Start of Given records

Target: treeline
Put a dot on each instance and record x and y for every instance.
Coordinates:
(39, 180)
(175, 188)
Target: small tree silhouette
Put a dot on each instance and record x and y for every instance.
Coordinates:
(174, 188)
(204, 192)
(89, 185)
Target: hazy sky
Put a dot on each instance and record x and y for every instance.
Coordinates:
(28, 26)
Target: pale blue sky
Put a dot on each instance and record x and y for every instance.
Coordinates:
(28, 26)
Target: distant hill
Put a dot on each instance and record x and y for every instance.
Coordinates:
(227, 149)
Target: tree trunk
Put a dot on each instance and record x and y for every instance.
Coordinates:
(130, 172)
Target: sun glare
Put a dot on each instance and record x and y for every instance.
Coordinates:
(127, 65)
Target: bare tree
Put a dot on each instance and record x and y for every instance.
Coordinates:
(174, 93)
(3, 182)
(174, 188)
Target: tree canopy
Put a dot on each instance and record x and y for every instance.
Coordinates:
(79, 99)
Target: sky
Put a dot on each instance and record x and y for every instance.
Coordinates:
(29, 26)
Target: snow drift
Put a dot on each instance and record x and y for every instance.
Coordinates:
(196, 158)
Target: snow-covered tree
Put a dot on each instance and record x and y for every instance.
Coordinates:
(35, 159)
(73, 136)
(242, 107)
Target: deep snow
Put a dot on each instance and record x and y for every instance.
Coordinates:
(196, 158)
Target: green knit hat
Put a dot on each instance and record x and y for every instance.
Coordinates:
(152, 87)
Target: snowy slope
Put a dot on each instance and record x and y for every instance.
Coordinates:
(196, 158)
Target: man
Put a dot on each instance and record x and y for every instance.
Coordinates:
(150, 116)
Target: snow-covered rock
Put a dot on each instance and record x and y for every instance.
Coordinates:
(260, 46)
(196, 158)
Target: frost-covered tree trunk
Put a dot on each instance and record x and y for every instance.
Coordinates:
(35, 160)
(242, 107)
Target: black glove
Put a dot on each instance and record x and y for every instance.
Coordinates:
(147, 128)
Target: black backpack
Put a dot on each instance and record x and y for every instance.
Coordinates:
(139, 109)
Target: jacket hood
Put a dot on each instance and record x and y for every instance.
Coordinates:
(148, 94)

End of Given records

- _Exercise goal_:
Produce an exact repeat of the lines from the one containing "Target: snow-covered rock" through the last line of the data, and nothing more.

- _Reply to the task_:
Target: snow-covered rock
Put a dot on each instance and record x and y for every instance.
Coordinates:
(260, 46)
(196, 158)
Target: frost-covered tree trunk
Put a dot on each instance and record x and y for every instance.
Coordinates:
(35, 160)
(242, 107)
Target: black glove
Put a dot on each instance and record x and y for every instance.
Coordinates:
(147, 128)
Target: black backpack
Put a dot on each instance and record x and y for every instance.
Coordinates:
(139, 109)
Target: jacket hood
Put a dot on each instance and record x and y for every instance.
Coordinates:
(148, 94)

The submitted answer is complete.